### Challenge
Reproduce every line of the material below without changing anything.

### Task inputs
※ ※ ※

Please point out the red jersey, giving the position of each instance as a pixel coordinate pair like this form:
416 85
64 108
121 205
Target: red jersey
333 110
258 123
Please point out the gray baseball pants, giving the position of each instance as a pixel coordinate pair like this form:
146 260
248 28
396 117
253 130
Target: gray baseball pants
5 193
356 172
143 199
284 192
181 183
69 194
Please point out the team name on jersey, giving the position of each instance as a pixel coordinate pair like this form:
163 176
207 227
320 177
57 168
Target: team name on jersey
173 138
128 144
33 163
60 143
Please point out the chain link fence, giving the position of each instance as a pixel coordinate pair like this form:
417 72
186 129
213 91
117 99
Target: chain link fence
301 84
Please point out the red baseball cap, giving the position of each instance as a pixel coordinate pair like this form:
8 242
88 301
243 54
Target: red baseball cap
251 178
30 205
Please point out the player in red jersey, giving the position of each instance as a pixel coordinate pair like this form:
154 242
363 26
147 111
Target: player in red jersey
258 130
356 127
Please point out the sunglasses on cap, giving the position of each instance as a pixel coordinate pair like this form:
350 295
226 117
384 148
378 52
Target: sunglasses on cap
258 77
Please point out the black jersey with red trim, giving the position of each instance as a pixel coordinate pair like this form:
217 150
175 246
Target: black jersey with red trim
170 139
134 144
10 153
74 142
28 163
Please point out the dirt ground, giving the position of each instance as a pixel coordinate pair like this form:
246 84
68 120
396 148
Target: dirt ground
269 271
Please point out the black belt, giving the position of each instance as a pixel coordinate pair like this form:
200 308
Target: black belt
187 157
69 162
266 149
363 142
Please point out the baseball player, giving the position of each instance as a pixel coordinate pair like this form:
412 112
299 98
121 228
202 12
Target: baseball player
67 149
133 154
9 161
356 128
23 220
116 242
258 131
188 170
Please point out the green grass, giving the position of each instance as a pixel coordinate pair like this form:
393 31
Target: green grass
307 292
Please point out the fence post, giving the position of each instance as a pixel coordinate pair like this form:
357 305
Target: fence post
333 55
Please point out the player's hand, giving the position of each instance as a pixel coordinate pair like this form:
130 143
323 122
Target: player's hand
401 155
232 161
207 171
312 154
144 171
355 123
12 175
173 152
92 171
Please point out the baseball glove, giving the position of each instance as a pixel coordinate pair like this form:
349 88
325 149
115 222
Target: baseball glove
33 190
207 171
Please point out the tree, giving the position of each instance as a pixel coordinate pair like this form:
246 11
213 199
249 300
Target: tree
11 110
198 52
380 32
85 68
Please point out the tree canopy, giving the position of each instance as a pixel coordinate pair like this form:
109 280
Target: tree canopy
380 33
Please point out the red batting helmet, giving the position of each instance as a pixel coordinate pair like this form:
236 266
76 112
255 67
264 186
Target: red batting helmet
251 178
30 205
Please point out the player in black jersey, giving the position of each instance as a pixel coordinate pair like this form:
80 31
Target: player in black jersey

※ ※ ※

### Full response
Please point out the red jersey, giving the position of each instance as a pixel coordinate pair like this form:
416 85
64 108
121 205
Target: red jersey
333 110
258 123
Please point out the gray baseball pants, giving the position of each instance as a pixel coordinate pair like this form:
146 260
248 28
396 117
253 130
Target: gray baseball pants
5 193
356 172
143 199
284 192
181 183
69 194
Please point out the team name on jersey, giving the position of each instance as a pixel coordinate pair like this form:
163 176
207 227
320 177
57 168
Target: team name on jersey
173 138
128 144
33 163
60 143
Please point out the chain link fence, giving the position of each instance as a pixel coordinate pair like this form:
417 72
186 129
213 91
117 99
Target: chain link fence
301 84
Please point out the red baseball cap, giving the position of each instance as a pixel coordinate pair like this form:
8 242
88 301
243 54
Target: red baseball cap
251 178
30 205
Please point out the player in red jersey, giving the position of each instance as a pixel coordinate pair like this form:
154 242
363 26
147 111
Target: player in red jersey
258 130
356 127
Please point out the sunglasses on cap, giving the position of each instance as a pixel coordinate pair like this form:
350 295
226 117
384 148
378 52
Target: sunglasses on cap
258 77
Please point out the black jersey with red trim, giving the position of each instance as a pixel coordinate pair like this form:
217 150
175 246
Target: black jersey with red trim
170 139
134 144
10 153
74 142
28 163
Please point out the dirt ground, giving the position of each instance as a pixel coordinate pair like this form:
246 84
68 120
396 148
Target: dirt ground
269 271
Please point out the black belt, giving the position of each instance as a pixel coordinate pair like this form:
200 308
Target: black belt
187 157
69 162
266 149
363 142
Please point out the baseball player, giving the position of each instance as a pixel coordinate pair like this form:
412 112
299 98
121 228
202 12
Target: baseball player
67 149
133 154
9 161
356 128
23 220
116 242
258 131
188 170
Please point out the green grass, giving the position of each instance as a pixel coordinate pair like this form:
393 31
Target: green grass
307 292
Please point out the fence post, giving the position of each instance as a pixel coordinate pair like this form:
357 305
Target: fence post
333 55
Please point out the player's hand, giving the position of each instance as a pixel coordinate pair like this form:
130 143
323 122
Target: player's hand
401 155
232 161
207 171
312 154
144 171
355 123
12 175
173 152
92 171
Please point out the baseball glove, giving the position of each instance as a pixel coordinate pair like this form:
349 88
325 149
115 222
Target: baseball glove
33 190
207 171
Please point out the tree, giving the position of each instance as a pixel coordinate pair like this form:
246 11
213 199
249 300
Target: tree
11 110
198 52
380 32
85 68
Please point out the tree canopy, giving the position of each instance as a pixel coordinate pair like this form:
109 280
Target: tree canopy
380 33
Please point out the red batting helmet, giving the position of each instance as a pixel coordinate pair like this form:
236 266
76 112
255 67
264 186
Target: red batting helmet
251 178
30 205
Please point out the player in black jersey, giving the position of each instance as a pixel coordinate pair like this form:
80 31
Target: player in black jersey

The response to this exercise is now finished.